[Problem description] Word for word, retype every entry in the listing.

[Data to process]
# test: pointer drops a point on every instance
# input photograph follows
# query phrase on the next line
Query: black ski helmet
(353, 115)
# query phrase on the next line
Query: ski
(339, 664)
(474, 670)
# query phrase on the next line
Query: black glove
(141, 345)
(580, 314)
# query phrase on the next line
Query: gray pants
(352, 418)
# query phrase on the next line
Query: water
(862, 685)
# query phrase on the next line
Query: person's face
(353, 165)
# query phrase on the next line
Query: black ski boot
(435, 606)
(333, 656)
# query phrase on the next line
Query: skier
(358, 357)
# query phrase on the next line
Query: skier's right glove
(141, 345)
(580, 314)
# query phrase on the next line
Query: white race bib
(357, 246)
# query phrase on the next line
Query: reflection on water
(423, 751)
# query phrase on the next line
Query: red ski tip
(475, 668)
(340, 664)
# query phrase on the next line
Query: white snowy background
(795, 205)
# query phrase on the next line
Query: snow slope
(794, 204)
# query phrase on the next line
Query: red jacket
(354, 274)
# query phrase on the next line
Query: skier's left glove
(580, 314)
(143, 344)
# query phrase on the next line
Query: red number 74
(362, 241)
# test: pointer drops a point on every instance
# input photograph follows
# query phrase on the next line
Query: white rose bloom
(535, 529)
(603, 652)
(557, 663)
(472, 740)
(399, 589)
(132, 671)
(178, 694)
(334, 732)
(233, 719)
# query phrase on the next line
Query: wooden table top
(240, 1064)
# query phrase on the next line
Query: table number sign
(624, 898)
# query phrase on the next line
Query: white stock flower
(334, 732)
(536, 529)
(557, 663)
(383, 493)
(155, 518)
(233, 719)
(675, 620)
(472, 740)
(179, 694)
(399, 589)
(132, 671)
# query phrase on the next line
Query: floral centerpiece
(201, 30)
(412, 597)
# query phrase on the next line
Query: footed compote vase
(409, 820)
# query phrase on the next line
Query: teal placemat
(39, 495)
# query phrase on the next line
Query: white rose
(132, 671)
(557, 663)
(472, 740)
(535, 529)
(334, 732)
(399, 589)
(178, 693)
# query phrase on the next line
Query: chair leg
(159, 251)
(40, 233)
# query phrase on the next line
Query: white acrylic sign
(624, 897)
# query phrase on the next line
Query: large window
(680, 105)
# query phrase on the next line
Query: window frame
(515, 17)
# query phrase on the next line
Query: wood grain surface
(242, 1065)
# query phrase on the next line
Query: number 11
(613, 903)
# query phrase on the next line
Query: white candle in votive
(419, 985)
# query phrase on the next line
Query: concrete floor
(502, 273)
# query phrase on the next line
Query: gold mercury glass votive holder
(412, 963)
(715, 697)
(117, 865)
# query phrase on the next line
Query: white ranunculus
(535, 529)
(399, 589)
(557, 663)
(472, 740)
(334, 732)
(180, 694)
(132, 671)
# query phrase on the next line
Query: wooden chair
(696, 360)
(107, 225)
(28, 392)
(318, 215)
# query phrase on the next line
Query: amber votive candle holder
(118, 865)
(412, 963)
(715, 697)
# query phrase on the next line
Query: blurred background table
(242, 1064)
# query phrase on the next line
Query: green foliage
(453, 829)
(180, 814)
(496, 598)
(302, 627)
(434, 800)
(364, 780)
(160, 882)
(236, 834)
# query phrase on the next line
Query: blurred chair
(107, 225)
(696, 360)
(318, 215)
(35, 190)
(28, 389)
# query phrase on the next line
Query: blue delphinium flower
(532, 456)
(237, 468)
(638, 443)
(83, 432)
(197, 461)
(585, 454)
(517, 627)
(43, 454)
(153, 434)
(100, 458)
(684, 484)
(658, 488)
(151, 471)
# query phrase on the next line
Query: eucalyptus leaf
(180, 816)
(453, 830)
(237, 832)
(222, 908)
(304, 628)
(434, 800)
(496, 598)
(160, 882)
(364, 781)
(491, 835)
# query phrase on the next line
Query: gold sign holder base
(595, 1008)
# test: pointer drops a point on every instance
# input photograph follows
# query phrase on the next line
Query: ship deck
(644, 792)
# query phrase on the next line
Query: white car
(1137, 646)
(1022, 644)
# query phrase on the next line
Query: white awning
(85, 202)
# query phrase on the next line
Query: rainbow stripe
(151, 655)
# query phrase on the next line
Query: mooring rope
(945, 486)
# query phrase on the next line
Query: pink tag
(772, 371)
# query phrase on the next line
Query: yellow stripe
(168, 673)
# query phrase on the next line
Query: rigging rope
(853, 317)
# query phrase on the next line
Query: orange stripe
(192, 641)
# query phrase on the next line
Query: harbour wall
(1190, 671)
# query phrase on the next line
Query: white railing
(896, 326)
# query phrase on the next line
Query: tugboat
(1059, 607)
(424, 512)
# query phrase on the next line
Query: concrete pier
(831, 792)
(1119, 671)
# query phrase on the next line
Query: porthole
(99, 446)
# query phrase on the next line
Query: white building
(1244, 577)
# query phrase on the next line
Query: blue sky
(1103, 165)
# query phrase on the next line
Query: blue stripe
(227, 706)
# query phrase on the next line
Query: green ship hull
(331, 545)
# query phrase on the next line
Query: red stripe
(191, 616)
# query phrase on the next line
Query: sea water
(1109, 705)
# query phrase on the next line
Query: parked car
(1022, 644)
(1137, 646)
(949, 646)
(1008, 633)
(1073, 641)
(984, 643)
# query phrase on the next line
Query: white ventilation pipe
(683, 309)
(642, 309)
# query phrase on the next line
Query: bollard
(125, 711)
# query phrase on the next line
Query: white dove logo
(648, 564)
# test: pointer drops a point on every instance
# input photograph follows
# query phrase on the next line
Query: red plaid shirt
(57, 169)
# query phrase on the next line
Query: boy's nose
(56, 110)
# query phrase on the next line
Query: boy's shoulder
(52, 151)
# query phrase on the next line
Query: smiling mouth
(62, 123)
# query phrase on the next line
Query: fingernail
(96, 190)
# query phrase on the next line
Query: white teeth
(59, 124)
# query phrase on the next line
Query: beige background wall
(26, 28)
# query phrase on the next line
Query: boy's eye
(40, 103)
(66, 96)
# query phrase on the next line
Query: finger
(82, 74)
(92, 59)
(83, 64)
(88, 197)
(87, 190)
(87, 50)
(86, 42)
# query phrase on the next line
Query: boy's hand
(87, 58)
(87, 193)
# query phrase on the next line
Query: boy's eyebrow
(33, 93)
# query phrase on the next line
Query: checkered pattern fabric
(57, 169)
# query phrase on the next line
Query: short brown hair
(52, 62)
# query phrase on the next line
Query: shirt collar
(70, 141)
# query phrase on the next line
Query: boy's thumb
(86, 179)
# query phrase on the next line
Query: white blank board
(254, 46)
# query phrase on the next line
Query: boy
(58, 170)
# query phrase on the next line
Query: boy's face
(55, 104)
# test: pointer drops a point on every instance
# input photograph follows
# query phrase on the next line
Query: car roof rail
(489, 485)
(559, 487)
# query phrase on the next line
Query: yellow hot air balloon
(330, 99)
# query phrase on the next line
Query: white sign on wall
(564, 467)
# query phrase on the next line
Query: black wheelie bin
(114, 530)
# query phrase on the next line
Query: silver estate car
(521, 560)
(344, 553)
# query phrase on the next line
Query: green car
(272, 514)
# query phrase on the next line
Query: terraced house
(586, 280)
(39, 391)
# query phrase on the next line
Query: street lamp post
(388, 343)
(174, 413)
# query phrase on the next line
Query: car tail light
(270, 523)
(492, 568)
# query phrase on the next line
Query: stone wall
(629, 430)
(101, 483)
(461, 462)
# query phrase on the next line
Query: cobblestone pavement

[Response]
# test: pointer drops a point on every instance
# input photograph follows
# query phrase on the next line
Query: black ski helmet
(353, 115)
# query phrase on the next line
Query: ski
(339, 664)
(474, 670)
# query phrase on the next line
Query: black glove
(141, 345)
(580, 314)
# query phrase on the next line
Query: gray pants
(352, 418)
# query phrase on the next line
Query: water
(862, 685)
# query phrase on the next line
Query: person's face
(353, 165)
# query phrase on the next line
Query: black ski boot
(435, 606)
(333, 656)
# query phrase on the next line
Query: skier
(358, 357)
# query phrase on the next line
Query: skier's right glove
(141, 345)
(580, 314)
# query phrase on the next line
Query: white race bib
(357, 246)
# query phrase on the next line
Query: reflection on water
(423, 751)
# query phrase on the next line
Query: red ski tip
(475, 668)
(340, 664)
# query phrase on the next line
Query: white snowy background
(795, 205)
# query phrase on the next line
Query: snow slope
(794, 204)
# query phrase on the next line
Query: red jacket
(354, 274)
# query phrase on the next line
Query: skier's left glove
(580, 314)
(143, 344)
# query phrase on the next line
Query: red number 74
(362, 241)
# test: pointer drops a point on every instance
# input photograph follows
# query phrase on the next line
Query: white rose bloom
(535, 529)
(603, 652)
(557, 663)
(472, 740)
(399, 589)
(132, 671)
(178, 694)
(334, 732)
(233, 719)
# query phrase on the next line
Query: wooden table top
(240, 1064)
# query phrase on the next line
Query: table number sign
(624, 898)
# query phrase on the next line
Query: white stock flower
(334, 732)
(536, 529)
(557, 663)
(383, 493)
(155, 518)
(233, 719)
(675, 620)
(472, 740)
(179, 694)
(399, 589)
(132, 671)
# query phrase on the next line
Query: floral centerpiece
(201, 30)
(412, 597)
# query phrase on the next line
Query: footed compote vase
(409, 820)
# query phrase on the next line
Query: teal placemat
(39, 495)
# query phrase on the next line
Query: white rose
(132, 671)
(557, 663)
(472, 740)
(535, 529)
(334, 732)
(399, 589)
(178, 693)
# query phrase on the next line
Query: chair leg
(159, 251)
(40, 233)
# query phrase on the next line
Query: white acrylic sign
(624, 897)
# query phrase on the next line
Query: large window
(680, 105)
# query phrase on the next line
Query: window frame
(515, 17)
# query phrase on the next line
Query: wood grain surface
(242, 1065)
# query phrase on the next line
Query: number 11
(613, 903)
# query phrase on the next line
Query: white candle in votive
(419, 985)
# query phrase on the next line
Query: concrete floor
(502, 273)
# query phrase on the next line
Query: gold mercury glass votive holder
(412, 963)
(715, 697)
(117, 865)
# query phrase on the next line
Query: white ranunculus
(535, 529)
(399, 589)
(557, 663)
(472, 740)
(334, 732)
(180, 694)
(132, 671)
# query phrase on the next line
Query: wooden chair
(696, 360)
(107, 225)
(28, 392)
(318, 215)
# query phrase on the next line
Query: amber votive candle holder
(118, 865)
(412, 963)
(715, 697)
# query phrase on the next line
Query: blurred background table
(242, 1064)
# query phrase on the next line
Query: green foliage
(453, 829)
(180, 814)
(496, 598)
(302, 627)
(434, 800)
(364, 780)
(160, 882)
(236, 834)
# query phrase on the next line
Query: blurred chair
(107, 225)
(696, 360)
(318, 215)
(35, 190)
(28, 389)
# query phrase on the next line
Query: blue delphinium flower
(532, 456)
(237, 468)
(638, 443)
(83, 432)
(197, 461)
(585, 454)
(517, 627)
(43, 454)
(153, 434)
(100, 458)
(684, 484)
(658, 488)
(151, 471)
# query phrase on the next line
Query: eucalyptus leaf
(180, 816)
(453, 830)
(237, 832)
(222, 908)
(304, 628)
(434, 800)
(496, 598)
(160, 882)
(364, 781)
(491, 835)
# query phrase on the next line
Query: gold sign holder base
(595, 1008)
# test: pointer drops a point on every instance
# input photograph follows
# query phrase on the next line
Query: ship deck
(644, 792)
# query phrase on the next line
Query: white car
(1137, 646)
(1022, 644)
# query phrase on the next line
Query: white awning
(85, 202)
# query phrase on the next line
Query: rainbow stripe
(151, 655)
# query phrase on the next line
Query: mooring rope
(945, 486)
# query phrase on the next line
Query: pink tag
(772, 371)
# query phrase on the next line
Query: yellow stripe
(168, 673)
# query phrase on the next line
Query: rigging rope
(853, 317)
# query phrase on the next line
Query: orange stripe
(192, 641)
# query phrase on the next line
Query: harbour wall
(1190, 671)
# query phrase on the next line
Query: white railing
(896, 326)
# query phrase on the next line
Query: tugboat
(1059, 607)
(424, 512)
# query phrase on the next line
Query: concrete pier
(831, 792)
(1119, 671)
# query phrase on the next line
Query: porthole
(99, 446)
# query phrase on the next line
Query: white building
(1244, 577)
# query phrase on the next line
Query: blue sky
(1103, 165)
# query phrase on the next line
Query: blue stripe
(227, 706)
# query phrase on the next line
Query: green ship hull
(331, 545)
# query phrase on the next line
Query: red stripe
(191, 616)
# query phrase on the next line
Query: sea water
(1109, 705)
# query phrase on the next line
Query: parked car
(1022, 644)
(1137, 646)
(949, 646)
(1008, 633)
(1073, 641)
(984, 643)
# query phrase on the next line
Query: white ventilation pipe
(683, 309)
(642, 309)
# query phrase on the next line
Query: bollard
(125, 711)
# query phrase on the next line
Query: white dove logo
(648, 564)
# test: pointer drops a point on every instance
# input photograph follows
# query phrase on the next line
Query: red plaid shirt
(57, 169)
# query phrase on the next line
Query: boy's nose
(56, 110)
# query phrase on the next line
Query: boy's shoulder
(52, 151)
# query phrase on the next line
Query: smiling mouth
(62, 123)
# query phrase on the next line
Query: fingernail
(96, 190)
# query phrase on the next line
Query: white teeth
(59, 124)
# query phrase on the next line
Query: beige background wall
(26, 28)
# query phrase on the next line
Query: boy's eye
(40, 103)
(66, 96)
# query phrase on the next line
Query: finger
(82, 74)
(92, 59)
(83, 64)
(88, 197)
(87, 190)
(87, 50)
(86, 42)
# query phrase on the next line
Query: boy's hand
(87, 58)
(87, 193)
# query phrase on the next line
Query: boy's eyebrow
(33, 93)
# query phrase on the next line
Query: checkered pattern fabric
(57, 169)
# query phrase on the next line
Query: short brown hair
(52, 62)
# query phrase on the next line
Query: shirt collar
(70, 141)
# query phrase on the next line
Query: boy's thumb
(86, 179)
# query phrase on the next line
Query: white blank board
(254, 46)
# query phrase on the next line
Query: boy
(58, 170)
# query phrase on the next line
Query: boy's face
(55, 104)
# test: pointer drops a point on every instance
# input photograph follows
# query phrase on the next line
Query: car roof rail
(489, 485)
(559, 487)
# query phrase on the next line
Query: yellow hot air balloon
(330, 99)
# query phrase on the next line
Query: white sign on wall
(564, 467)
# query phrase on the next line
Query: black wheelie bin
(114, 530)
# query phrase on the next line
Query: silver estate car
(521, 560)
(344, 553)
# query phrase on the next line
Query: green car
(272, 514)
# query phrase on the next line
Query: terraced house
(586, 280)
(39, 391)
# query phrase on the next line
Query: street lamp post
(388, 343)
(174, 413)
# query phrase on the next line
Query: car tail light
(270, 523)
(492, 568)
# query phrase on the next line
Query: stone wall
(629, 430)
(101, 483)
(461, 462)
# query phrase on the next line
Query: cobblestone pavement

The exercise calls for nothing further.